[DOCUMENT SEGMENT — start]

Georgia Hillman, seven, was diagnosed just two days after her first birthday and endured keyhole surgery to remove the tumour before six months of chemotherapy.

She also underwent three bouts of blood transfusions but has not looked back since going into remission in 2009.

The Mary Erskine pupil was among 20 youngsters from across the UK to enjoy a special reception – hosted by Prime Minister’s wife Samantha Cameron – to launch a campaign by Cancer Research UK calling for more funding.

Now working towards a level eight Skate UK award at Murrayfield Ice Rink, Georgia’s courage throughout her illness was said to have been heart-warming.

Father Ben, 40, who accompanied Georgia on her trip through the corridors of power, said: “Her courage and humour through numerous operations and chemotherapy was simply inspirational.

“She clapped the nurses when they had finished administering the drugs to her.

“She would be laughing, be violently sick then just carry on having fun.

“Quite simply her strength got us through the year of treatment and operations.”

Georgia enjoyed a secret agent-themed party and a sightseeing tour of London as part of the treat.

Her father said: “She had a brilliant time at Downing Street, and it was exciting to walk through the famous door and up the staircase seeing the pictures of all the British prime ministers.

“She enjoyed meeting and chatting to Samatha Cameron, who was genuinely interested to find out about the exciting games the children had been playing during the afternoon.

“To visit such an iconic building was a huge honour, and the staff were very friendly, showing us some of the rooms, including the one that Margaret Thatcher used as her private study.”

New figures show the number of people aged 24 and under dying from cancer in Scotland has dropped from 130 in the mid-1970s to about 45 today – but the disease remains the biggest killer of youngsters in the UK.

Cancer Research UK wants to raise more money for research into kinder treatments and cures for children, teens and young adults with cancer.

Lisa Adams, Cancer Research UK spokeswoman for Scotland, said: “It’s hugely encouraging to see deaths for children’s cancers falling steadily. But we must make faster progress to save more lives, so we’re extremely grateful for the support of Georgia’s family and to Samantha Cameron in helping to highlight the power of research in beating the disease.”

[DOCUMENT SEGMENT — finish]
[INFORMATION PROVIDED — start]

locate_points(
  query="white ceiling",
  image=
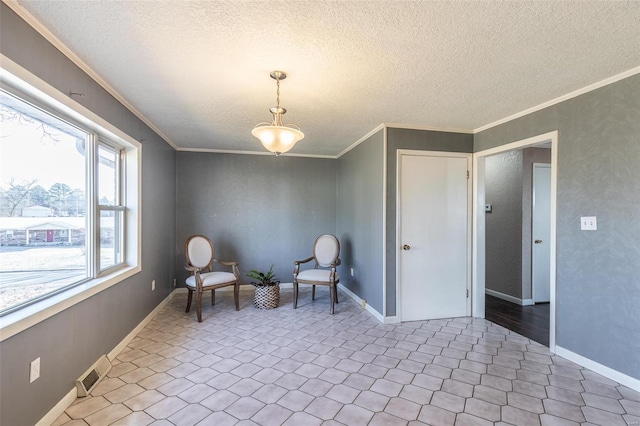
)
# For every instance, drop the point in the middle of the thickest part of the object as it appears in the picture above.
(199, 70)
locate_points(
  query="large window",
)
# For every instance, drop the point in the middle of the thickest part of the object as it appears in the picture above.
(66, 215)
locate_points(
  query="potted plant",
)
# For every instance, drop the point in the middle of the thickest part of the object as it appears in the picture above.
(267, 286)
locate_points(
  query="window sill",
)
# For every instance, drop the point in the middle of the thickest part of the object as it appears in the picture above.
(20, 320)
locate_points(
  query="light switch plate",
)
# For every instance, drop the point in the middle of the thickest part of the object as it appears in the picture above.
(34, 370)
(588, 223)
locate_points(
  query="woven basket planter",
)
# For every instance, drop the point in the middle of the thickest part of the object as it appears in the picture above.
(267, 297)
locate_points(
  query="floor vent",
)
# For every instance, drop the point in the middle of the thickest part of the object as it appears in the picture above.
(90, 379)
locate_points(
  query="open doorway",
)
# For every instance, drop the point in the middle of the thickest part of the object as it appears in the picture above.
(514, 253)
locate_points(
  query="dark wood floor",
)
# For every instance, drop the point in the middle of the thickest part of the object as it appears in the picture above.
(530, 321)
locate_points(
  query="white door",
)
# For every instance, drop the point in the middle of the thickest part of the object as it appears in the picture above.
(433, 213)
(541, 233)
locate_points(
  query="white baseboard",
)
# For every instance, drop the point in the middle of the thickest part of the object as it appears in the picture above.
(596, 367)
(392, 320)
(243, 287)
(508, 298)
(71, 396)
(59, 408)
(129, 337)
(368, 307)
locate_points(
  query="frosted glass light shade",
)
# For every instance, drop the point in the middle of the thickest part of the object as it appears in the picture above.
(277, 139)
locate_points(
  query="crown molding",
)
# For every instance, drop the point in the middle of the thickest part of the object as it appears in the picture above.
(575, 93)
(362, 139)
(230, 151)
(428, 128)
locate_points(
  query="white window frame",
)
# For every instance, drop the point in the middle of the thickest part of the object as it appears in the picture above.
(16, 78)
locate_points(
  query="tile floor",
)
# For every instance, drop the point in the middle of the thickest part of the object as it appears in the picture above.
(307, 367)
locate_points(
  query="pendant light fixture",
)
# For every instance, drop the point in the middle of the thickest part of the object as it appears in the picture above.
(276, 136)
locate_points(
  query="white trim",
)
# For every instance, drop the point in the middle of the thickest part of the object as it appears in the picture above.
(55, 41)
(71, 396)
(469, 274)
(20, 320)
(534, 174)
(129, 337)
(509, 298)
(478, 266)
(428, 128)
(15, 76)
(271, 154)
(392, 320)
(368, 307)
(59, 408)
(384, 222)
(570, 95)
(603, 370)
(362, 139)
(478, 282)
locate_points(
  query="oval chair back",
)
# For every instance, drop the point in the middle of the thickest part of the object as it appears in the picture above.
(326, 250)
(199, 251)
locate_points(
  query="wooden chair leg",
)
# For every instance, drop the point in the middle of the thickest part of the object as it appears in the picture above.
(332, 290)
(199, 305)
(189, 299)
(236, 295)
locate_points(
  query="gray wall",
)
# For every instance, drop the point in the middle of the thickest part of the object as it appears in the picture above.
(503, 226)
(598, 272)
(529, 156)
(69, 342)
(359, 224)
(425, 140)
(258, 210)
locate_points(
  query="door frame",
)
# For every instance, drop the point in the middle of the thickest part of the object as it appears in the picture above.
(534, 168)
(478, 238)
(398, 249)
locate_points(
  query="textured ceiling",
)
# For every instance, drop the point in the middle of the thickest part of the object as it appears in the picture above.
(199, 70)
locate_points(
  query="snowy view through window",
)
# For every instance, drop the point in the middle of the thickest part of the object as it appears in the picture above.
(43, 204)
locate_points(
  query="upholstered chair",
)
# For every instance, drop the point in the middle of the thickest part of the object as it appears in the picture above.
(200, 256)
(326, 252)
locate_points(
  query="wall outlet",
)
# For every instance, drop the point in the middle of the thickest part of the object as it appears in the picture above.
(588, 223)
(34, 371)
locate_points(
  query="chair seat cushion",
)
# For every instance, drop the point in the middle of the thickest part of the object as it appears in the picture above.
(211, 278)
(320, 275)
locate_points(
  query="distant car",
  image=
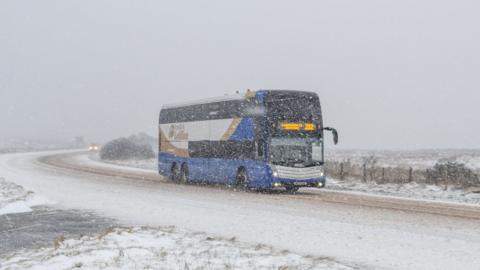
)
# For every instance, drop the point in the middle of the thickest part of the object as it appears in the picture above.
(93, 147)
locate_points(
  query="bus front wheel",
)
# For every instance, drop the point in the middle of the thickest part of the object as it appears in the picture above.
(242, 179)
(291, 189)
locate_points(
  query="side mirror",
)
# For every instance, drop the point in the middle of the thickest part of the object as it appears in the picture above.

[INFORMATION PROVIDED — finish]

EXERCISE OBJECTIVE. Reproduce the part of the news story about Georgia Hillman starting with "Father Ben, 40, who" and going on through "during the afternoon.".

EXERCISE SOLUTION.
Father Ben, 40, who accompanied Georgia on her trip through the corridors of power, said: “Her courage and humour through numerous operations and chemotherapy was simply inspirational.

“She clapped the nurses when they had finished administering the drugs to her.

“She would be laughing, be violently sick then just carry on having fun.

“Quite simply her strength got us through the year of treatment and operations.”

Georgia enjoyed a secret agent-themed party and a sightseeing tour of London as part of the treat.

Her father said: “She had a brilliant time at Downing Street, and it was exciting to walk through the famous door and up the staircase seeing the pictures of all the British prime ministers.

“She enjoyed meeting and chatting to Samatha Cameron, who was genuinely interested to find out about the exciting games the children had been playing during the afternoon.